### Exercise tasks
(a) Transcribe the part of the passage on women at Harvard Law School between "Just 20 percent" and "Justices are women.", inclusive.
(b) Answer these questions using the passage on women at Harvard Law School:
(i) What share of U.S. senators are female?
(ii) According to the Law School's online directory as of May 6, how many women are among the 92 tenure-track faculty members?
(iii) Which year mark must students pass before they see a woman's photograph among the portraits of tenured professors?
(c) The passage on women at Harvard Law School names areas where some have raised questions about the impact of gender inequality. List every one.

### Reading text
──────────

Just 20 percent of U.S. senators are female. Women make up a mere 21.6 percent of the lawyers who serve as general counsels to Fortune 500 companies. Only three of the nine Supreme Court Justices are women.

But these figures are still higher than the proportion of women within the ranks of the Harvard Law School faculty.

At Elizabeth Warren and Elena Kagan’s former place of work, women constitute fewer than a fifth of all professors and assistant professors of law—a disparity that Harvard Law School Dean Martha L. Minow called “absolutely inadequate.” With only 17 women among 92 tenure-track faculty members, according to the Law School’s online directory as of May 6, the gender imbalance of Harvard Law School’s faculty is comparable to that of other elite law schools, yet still among the most severe of the approximately 200 law schools nationwide.

Concerns about gender inequality have spread throughout campus as a new student-run coalition called Shatter the Ceiling draws hundreds of community members together to address these issues, faculty members pursue research on gender disparities, and the administration pushes for new strategies to level the playing field. Amidst this growing movement, some have raised questions about the impact of gender inequality within the ranks of the faculty, in the classroom, in student organizations, and in life after Law School.

Among their top concerns is the small proportion of women on the faculty, an issue they say is rooted in the Law School’s history and today impacts hiring decisions, faculty conversations, and topics of intellectual inquiry.

“It’s an issue that matters to me, an issue that matters to the Law School, and an issue that matters to the profession,” Minow said.

BURDENED BY THE PAST

Portraits of tenured professors arranged in chronological order line a wing of the Law School’s new student center, looking down on students as they walk to class each day. But students cannot see a woman’s photograph until they pass the 1972 mark, and can only count a handful more in the next few decades.

──────────

### Provided records
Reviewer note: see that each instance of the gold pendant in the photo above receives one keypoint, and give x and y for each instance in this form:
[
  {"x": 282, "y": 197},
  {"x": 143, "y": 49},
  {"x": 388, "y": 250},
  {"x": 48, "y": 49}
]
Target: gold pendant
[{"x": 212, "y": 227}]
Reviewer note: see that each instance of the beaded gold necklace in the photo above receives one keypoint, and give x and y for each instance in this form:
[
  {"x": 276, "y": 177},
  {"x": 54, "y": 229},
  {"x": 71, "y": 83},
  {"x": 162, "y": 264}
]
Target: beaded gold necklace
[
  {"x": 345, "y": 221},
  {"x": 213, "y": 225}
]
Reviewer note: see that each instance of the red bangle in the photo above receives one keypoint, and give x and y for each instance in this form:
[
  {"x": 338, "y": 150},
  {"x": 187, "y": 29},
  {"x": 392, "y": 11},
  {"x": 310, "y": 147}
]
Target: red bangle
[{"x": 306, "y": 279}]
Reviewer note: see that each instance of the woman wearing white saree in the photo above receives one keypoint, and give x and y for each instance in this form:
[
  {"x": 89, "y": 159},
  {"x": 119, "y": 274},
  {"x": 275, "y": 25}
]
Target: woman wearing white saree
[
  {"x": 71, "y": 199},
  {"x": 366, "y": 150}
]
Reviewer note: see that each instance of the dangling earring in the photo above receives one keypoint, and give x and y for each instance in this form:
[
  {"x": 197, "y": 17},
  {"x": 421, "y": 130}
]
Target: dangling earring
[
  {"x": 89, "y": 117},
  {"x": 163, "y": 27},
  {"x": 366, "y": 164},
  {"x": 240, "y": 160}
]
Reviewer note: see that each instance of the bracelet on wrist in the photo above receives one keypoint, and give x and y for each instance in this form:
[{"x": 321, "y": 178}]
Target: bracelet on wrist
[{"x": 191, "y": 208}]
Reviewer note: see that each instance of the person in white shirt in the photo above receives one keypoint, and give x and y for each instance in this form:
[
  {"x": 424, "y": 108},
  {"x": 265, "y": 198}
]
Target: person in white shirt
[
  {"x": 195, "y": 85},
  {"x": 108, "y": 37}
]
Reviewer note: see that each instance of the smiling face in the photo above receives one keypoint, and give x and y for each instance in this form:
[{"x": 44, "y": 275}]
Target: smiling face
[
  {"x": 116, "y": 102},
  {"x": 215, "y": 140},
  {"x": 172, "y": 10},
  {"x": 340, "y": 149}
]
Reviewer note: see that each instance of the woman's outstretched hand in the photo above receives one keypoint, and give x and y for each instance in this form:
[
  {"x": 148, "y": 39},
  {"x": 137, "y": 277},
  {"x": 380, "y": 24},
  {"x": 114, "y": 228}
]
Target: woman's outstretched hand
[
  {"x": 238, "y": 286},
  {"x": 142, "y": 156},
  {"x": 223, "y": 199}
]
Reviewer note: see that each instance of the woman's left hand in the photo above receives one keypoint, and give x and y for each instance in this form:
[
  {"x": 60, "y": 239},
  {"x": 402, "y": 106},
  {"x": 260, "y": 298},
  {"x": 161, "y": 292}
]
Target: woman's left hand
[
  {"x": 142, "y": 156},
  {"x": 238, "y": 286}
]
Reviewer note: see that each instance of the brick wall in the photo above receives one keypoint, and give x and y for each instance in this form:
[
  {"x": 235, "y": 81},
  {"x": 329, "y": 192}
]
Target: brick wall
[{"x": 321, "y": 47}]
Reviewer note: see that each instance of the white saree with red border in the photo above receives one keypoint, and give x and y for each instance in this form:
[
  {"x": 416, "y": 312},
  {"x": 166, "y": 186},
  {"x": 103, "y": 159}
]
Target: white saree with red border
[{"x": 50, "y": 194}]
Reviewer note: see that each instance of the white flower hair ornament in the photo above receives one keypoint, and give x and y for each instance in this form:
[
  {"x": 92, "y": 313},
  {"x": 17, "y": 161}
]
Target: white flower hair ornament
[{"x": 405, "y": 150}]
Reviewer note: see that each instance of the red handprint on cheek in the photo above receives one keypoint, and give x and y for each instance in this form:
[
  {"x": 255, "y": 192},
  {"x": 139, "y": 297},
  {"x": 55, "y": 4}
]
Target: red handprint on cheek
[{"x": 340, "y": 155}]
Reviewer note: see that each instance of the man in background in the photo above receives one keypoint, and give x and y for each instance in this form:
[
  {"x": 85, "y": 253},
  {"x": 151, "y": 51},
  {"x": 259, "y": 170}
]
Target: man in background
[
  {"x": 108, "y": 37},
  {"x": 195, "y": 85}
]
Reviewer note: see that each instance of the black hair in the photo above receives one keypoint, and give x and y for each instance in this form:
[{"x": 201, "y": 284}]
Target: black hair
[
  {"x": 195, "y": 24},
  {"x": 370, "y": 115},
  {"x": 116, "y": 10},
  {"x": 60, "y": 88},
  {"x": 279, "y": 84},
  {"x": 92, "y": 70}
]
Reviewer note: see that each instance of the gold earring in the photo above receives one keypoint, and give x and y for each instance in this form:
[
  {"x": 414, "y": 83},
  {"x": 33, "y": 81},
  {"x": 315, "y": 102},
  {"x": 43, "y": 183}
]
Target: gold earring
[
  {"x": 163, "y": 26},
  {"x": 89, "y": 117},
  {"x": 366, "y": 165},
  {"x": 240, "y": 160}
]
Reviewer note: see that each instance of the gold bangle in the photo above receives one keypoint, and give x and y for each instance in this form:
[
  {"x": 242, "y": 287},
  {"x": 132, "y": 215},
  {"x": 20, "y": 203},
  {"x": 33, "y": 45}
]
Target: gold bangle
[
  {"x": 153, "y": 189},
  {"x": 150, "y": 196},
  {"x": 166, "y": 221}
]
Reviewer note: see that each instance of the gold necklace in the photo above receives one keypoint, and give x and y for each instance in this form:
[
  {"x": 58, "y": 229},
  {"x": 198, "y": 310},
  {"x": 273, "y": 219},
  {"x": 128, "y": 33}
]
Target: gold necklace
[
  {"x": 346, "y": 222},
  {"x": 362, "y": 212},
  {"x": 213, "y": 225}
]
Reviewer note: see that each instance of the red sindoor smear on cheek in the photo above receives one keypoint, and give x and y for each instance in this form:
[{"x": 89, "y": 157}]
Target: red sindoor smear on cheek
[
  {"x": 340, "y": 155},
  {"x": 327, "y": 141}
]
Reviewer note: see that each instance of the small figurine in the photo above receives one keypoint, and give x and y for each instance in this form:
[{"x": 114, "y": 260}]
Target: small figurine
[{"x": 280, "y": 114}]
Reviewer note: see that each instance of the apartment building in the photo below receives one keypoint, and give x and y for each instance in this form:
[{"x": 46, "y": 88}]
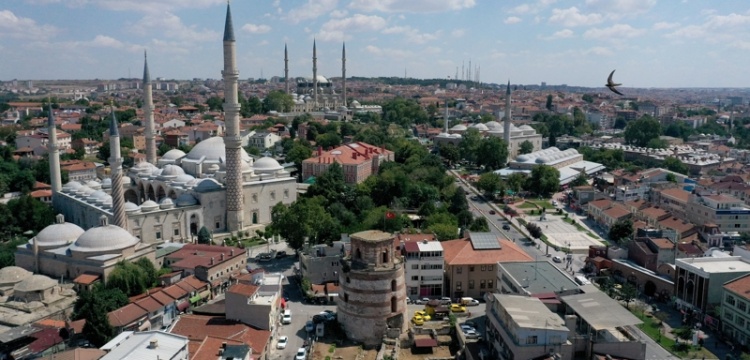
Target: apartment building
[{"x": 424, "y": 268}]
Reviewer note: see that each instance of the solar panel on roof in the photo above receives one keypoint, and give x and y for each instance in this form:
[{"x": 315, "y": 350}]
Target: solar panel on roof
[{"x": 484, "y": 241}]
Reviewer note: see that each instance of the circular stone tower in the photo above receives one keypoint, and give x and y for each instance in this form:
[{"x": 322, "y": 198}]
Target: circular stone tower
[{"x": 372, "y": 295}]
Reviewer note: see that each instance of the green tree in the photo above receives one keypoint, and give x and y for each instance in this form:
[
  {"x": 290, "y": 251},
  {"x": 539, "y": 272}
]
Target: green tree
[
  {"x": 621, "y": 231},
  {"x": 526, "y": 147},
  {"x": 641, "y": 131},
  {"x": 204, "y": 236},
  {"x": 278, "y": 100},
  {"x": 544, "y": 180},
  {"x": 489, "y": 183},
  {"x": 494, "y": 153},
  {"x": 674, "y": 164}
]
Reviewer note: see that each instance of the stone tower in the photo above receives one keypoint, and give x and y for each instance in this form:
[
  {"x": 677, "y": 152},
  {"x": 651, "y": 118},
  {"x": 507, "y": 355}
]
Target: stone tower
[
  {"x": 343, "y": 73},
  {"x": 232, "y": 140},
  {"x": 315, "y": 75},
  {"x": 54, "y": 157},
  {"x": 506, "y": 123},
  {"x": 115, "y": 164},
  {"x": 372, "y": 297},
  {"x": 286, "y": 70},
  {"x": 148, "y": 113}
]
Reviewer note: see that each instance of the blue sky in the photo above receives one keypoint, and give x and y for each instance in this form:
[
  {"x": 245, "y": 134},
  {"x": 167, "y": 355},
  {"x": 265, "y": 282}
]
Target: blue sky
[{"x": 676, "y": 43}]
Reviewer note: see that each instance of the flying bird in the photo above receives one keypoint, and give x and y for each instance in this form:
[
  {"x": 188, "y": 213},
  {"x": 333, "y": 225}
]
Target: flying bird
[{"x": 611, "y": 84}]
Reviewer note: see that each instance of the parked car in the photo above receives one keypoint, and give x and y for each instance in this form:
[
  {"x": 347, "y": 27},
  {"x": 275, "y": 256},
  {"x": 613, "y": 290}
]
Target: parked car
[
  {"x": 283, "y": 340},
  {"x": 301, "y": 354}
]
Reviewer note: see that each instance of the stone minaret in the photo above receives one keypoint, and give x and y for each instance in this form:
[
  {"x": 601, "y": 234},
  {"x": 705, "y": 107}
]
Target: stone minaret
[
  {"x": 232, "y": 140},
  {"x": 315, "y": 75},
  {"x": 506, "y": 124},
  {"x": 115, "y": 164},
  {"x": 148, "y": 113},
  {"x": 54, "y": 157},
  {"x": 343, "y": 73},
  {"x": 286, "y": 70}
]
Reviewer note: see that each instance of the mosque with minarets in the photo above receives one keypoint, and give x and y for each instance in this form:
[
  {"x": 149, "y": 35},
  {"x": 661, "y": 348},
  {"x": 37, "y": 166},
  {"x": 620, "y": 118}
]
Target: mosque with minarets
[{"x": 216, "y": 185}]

──────────

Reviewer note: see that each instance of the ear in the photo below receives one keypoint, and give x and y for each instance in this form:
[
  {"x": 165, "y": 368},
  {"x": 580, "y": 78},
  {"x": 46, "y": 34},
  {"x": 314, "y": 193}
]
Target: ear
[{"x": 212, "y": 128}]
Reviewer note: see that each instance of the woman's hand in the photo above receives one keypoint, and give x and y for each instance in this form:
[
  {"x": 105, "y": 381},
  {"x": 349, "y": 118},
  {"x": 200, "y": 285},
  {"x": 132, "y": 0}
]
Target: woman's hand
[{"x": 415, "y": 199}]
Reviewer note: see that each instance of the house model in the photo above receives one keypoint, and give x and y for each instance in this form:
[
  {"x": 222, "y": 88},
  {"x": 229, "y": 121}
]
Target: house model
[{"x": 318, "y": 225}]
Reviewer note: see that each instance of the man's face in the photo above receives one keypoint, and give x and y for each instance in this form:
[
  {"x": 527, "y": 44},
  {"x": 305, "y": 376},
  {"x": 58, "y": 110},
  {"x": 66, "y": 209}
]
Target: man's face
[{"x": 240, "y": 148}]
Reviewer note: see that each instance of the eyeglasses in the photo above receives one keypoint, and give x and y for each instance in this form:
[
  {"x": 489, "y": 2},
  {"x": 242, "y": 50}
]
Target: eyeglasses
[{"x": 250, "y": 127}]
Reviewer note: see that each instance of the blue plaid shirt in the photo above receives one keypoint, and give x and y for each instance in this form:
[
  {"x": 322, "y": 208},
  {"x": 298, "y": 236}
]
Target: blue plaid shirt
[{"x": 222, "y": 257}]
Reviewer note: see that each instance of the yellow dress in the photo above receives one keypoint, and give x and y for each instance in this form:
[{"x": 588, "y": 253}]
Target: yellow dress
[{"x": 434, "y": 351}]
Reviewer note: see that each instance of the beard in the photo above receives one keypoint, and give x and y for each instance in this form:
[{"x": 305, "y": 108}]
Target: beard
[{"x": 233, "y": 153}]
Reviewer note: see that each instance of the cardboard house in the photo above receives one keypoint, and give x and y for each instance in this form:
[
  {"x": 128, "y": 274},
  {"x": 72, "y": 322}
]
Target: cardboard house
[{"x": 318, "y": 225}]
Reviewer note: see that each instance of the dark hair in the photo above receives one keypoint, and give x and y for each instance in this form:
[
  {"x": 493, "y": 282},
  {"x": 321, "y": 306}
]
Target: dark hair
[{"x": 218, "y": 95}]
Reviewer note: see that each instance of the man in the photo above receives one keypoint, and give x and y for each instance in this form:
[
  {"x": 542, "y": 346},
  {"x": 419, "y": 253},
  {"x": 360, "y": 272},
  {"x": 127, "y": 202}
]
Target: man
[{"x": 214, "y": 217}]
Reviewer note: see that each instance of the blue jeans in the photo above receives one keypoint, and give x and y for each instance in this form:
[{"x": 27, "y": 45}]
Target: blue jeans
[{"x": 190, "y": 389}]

──────────

### Answers
(a)
Just 20 percent of U.S. senators are female. Women make up a mere 21.6 percent of the lawyers who serve as general counsels to Fortune 500 companies. Only three of the nine Supreme Court Justices are women.

(b)
(i) 20 percent
(ii) 17
(iii) 1972

(c)
- Within the ranks of the faculty
- In the classroom
- In student organizations
- In life after Law School